Stored records:
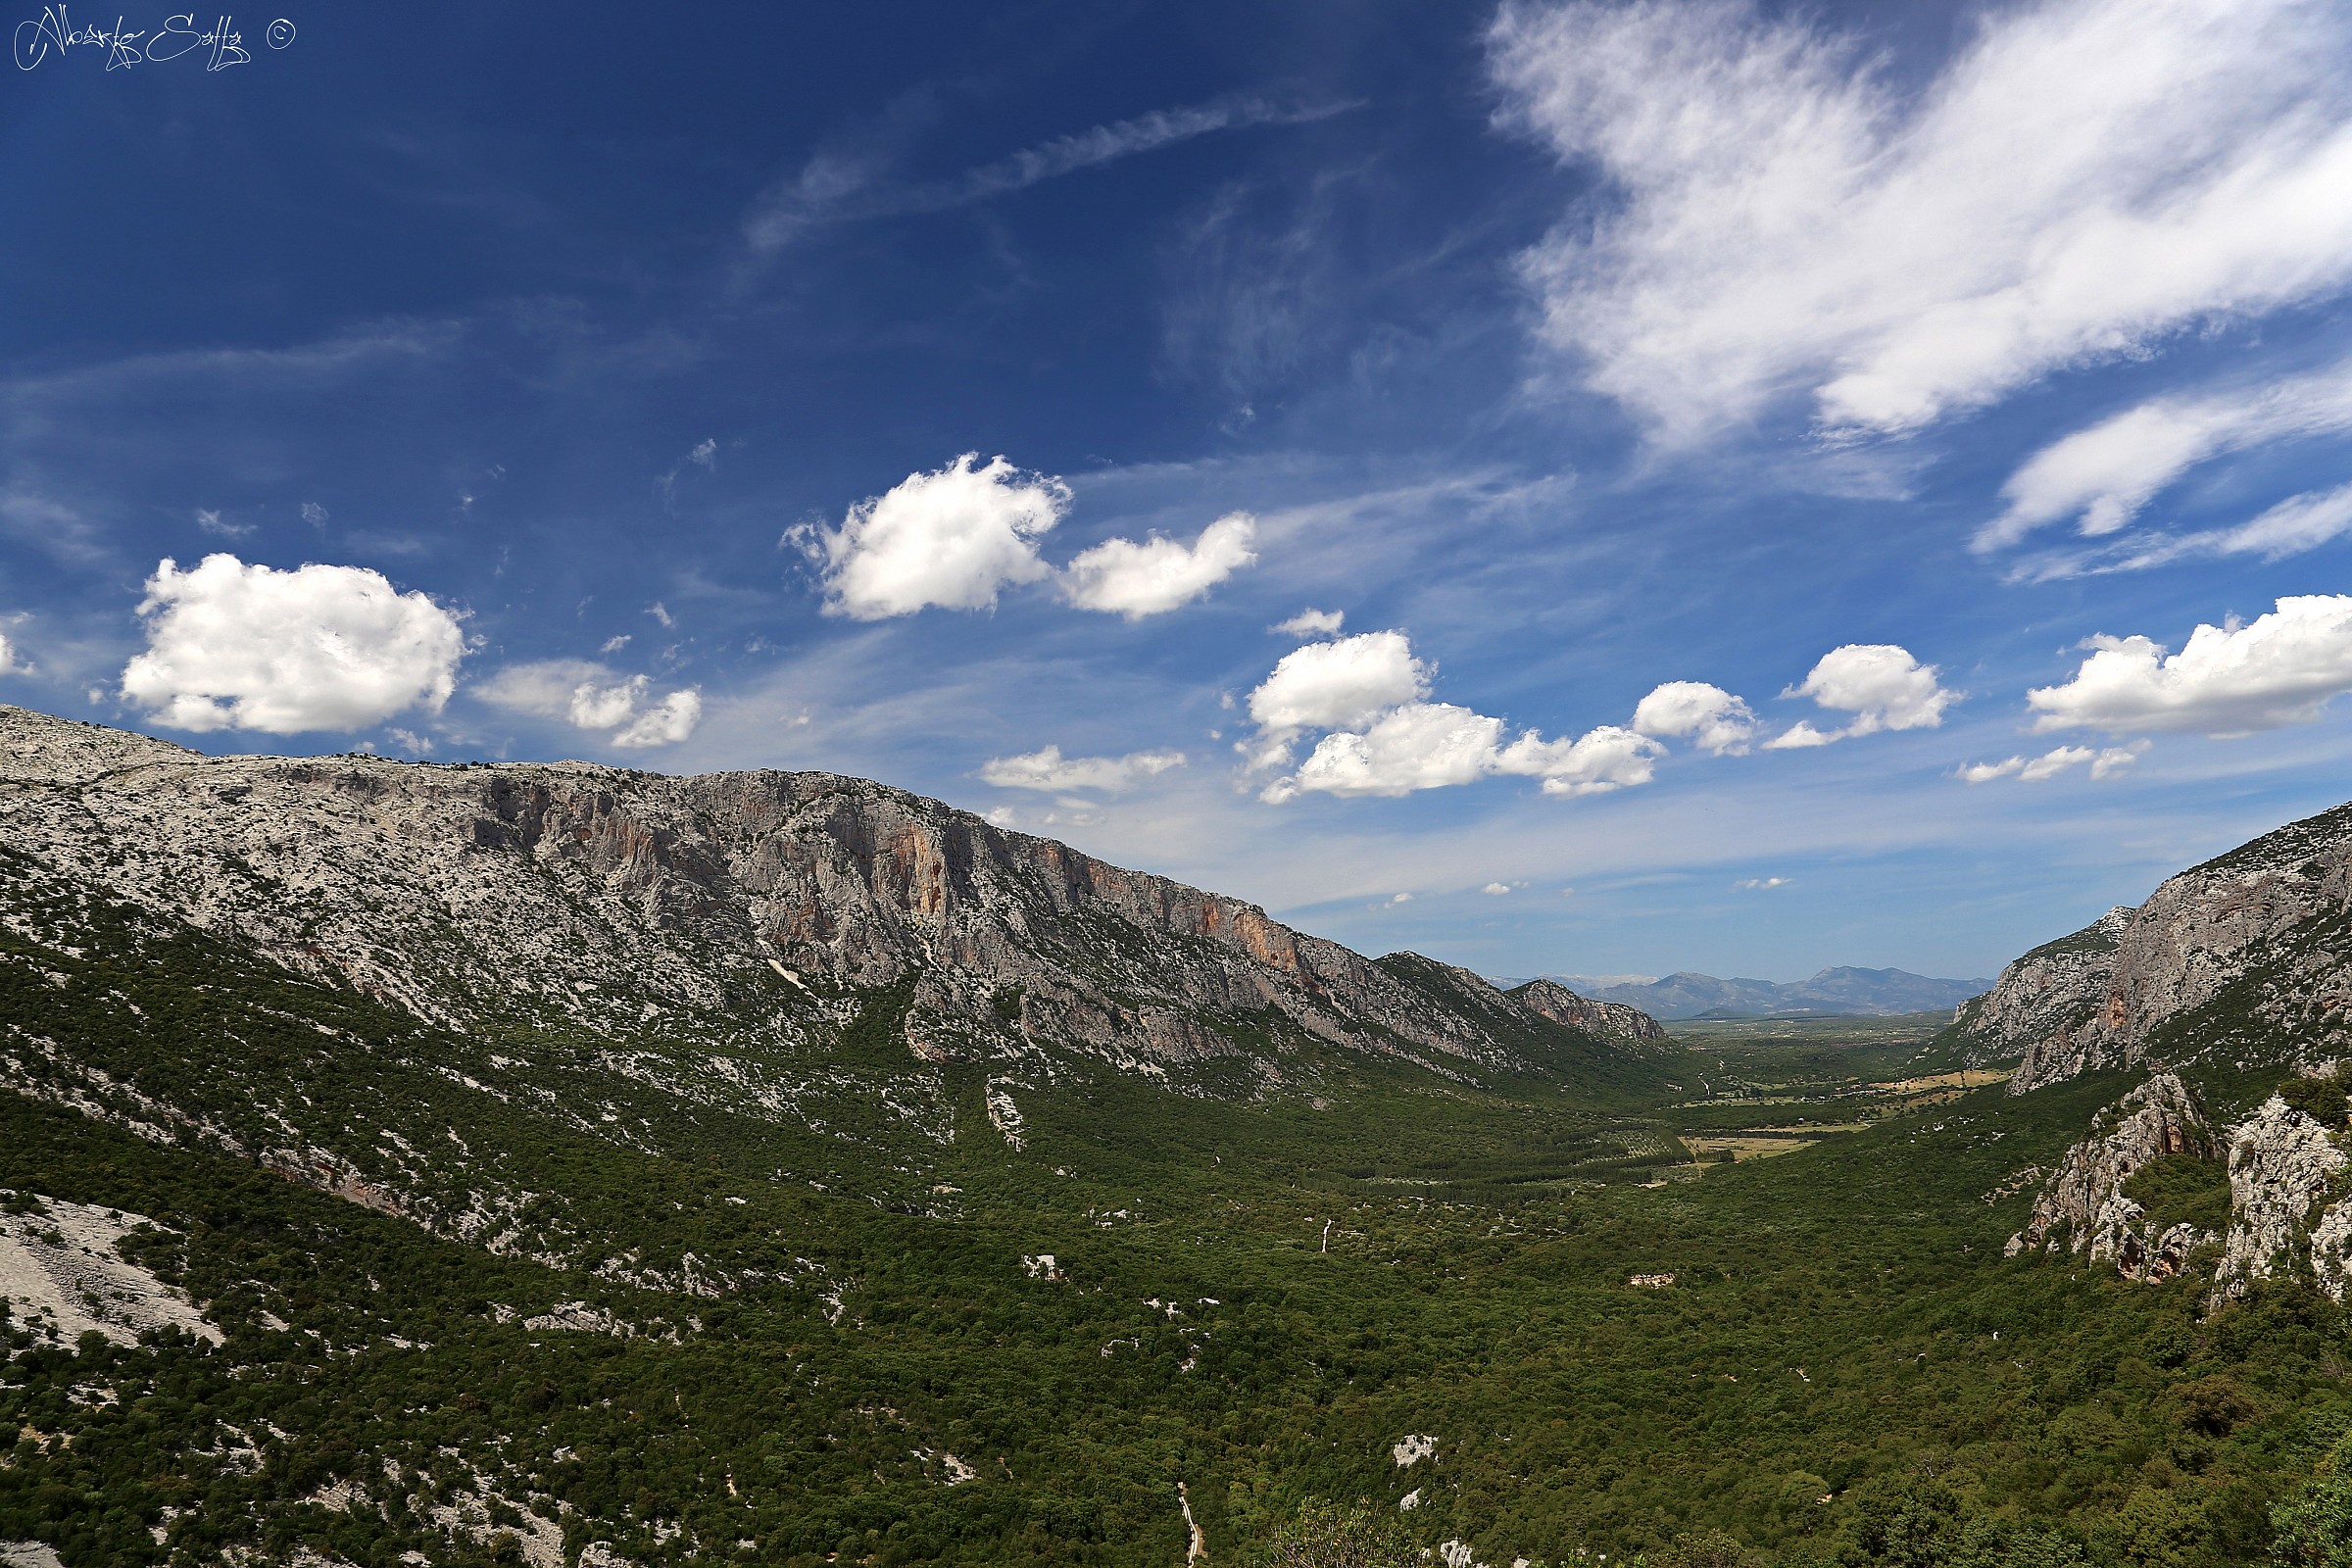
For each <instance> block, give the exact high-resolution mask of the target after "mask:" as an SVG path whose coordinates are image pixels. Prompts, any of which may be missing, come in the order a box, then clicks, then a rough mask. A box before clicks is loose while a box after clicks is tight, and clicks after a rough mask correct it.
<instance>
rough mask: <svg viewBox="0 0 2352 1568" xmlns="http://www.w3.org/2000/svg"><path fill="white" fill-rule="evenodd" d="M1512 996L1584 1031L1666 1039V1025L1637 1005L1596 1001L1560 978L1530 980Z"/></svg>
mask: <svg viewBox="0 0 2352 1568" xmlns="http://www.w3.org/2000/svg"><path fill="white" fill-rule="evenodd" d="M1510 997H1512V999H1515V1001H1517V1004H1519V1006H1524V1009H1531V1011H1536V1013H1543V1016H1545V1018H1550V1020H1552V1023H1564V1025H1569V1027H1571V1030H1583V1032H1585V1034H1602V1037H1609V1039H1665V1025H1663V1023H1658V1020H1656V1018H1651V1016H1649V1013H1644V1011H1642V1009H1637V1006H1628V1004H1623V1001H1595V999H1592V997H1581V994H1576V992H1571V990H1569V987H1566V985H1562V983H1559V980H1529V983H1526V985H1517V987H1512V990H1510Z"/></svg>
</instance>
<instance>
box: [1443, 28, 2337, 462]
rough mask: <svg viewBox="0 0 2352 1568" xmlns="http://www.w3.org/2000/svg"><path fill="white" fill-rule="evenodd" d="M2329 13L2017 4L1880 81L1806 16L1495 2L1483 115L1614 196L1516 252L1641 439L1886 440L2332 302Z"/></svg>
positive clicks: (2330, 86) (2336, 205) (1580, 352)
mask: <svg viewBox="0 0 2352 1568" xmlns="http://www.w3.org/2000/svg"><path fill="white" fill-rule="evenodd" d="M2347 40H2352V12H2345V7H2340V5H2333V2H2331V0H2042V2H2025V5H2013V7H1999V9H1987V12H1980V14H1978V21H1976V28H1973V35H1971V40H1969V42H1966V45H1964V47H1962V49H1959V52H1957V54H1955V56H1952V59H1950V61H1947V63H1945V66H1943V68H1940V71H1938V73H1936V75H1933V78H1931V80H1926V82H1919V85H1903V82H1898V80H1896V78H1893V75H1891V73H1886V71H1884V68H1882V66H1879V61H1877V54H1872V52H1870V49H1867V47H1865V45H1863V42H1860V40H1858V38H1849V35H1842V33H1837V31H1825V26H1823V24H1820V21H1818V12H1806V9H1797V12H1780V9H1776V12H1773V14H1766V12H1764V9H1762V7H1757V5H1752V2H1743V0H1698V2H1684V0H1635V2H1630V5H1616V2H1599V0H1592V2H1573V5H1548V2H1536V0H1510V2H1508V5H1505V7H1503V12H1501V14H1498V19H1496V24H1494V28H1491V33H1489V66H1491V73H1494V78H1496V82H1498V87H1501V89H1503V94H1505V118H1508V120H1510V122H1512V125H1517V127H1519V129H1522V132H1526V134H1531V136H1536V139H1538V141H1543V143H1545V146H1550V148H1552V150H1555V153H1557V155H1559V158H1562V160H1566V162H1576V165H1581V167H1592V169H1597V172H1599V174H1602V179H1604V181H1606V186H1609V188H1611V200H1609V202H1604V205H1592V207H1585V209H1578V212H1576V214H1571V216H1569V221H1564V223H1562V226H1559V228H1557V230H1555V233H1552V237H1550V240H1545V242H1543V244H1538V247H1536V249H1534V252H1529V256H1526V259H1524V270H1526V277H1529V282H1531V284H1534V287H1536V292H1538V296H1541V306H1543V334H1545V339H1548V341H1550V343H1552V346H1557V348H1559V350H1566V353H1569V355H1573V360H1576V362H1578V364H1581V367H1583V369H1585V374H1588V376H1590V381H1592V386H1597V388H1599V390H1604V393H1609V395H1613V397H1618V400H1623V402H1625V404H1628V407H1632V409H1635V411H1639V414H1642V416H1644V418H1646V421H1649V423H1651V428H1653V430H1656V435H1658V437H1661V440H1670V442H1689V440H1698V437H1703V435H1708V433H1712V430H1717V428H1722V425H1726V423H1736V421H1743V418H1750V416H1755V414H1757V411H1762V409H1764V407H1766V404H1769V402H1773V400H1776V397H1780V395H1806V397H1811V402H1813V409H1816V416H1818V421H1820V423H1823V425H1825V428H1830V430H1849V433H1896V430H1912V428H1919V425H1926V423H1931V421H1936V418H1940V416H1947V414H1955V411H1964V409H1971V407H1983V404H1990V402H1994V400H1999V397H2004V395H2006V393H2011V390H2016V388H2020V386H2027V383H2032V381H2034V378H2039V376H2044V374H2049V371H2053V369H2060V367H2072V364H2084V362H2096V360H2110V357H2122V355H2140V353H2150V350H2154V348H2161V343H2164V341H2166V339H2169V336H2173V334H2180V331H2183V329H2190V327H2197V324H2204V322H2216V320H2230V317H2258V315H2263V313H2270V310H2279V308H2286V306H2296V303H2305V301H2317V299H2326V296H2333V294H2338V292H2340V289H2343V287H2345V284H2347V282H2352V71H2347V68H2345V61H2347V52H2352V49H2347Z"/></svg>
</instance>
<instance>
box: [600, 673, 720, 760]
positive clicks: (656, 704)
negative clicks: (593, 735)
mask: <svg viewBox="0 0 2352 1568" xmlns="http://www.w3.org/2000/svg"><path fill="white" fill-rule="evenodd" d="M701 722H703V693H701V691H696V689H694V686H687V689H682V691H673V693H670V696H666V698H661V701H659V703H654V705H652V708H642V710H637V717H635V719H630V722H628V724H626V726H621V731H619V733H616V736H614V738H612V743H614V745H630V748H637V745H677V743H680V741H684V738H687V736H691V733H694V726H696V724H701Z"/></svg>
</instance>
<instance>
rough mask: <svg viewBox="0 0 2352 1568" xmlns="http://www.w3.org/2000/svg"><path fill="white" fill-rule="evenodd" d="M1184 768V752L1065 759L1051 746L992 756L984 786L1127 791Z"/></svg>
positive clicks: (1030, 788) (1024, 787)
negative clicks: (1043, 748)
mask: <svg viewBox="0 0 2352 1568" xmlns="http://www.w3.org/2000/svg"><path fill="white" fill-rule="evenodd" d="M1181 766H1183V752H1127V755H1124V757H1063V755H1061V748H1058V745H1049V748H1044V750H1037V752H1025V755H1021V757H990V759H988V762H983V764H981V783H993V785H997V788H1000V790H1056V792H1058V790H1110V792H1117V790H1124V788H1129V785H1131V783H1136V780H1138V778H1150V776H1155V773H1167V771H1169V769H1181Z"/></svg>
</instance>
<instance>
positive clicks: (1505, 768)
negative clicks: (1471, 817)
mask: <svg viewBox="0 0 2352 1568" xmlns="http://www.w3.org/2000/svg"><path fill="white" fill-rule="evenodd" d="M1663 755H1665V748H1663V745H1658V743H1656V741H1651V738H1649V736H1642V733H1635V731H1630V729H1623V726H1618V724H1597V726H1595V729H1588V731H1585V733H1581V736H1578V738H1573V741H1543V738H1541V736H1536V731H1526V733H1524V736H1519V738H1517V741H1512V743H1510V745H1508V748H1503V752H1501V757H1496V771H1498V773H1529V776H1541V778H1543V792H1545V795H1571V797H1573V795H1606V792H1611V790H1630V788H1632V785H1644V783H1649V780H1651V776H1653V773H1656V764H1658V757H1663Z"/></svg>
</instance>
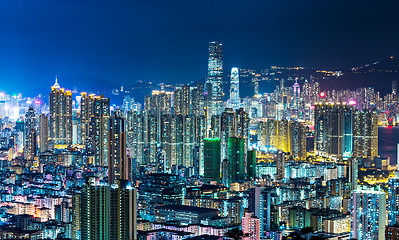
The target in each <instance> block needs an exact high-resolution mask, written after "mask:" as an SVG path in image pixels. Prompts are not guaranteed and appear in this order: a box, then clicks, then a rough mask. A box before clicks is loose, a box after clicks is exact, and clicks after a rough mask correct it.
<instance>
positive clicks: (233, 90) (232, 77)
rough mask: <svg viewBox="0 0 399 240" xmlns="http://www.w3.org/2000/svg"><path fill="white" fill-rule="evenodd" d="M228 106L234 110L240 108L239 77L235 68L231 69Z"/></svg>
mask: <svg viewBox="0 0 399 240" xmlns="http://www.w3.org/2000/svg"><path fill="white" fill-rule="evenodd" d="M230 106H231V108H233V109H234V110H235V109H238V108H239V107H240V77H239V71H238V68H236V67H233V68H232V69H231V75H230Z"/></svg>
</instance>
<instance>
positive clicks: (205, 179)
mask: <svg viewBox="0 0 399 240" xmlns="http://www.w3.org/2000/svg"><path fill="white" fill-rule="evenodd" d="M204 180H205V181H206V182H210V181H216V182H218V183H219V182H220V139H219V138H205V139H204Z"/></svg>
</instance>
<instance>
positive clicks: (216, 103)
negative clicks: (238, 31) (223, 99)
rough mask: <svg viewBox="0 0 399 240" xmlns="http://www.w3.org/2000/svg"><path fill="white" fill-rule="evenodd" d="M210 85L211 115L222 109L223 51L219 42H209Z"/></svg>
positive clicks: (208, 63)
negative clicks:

Task goal:
Return every line from the rows above that contains the string "positive". The match is case-sensitive.

Completed exercise:
positive clicks: (2330, 86) (2336, 205) (1580, 352)
positive clicks: (656, 704)
positive clicks: (1030, 788) (1024, 787)
positive clicks: (1505, 768)
positive clicks: (233, 90) (232, 77)
positive clicks: (205, 179)
positive clicks: (216, 103)
positive clicks: (208, 63)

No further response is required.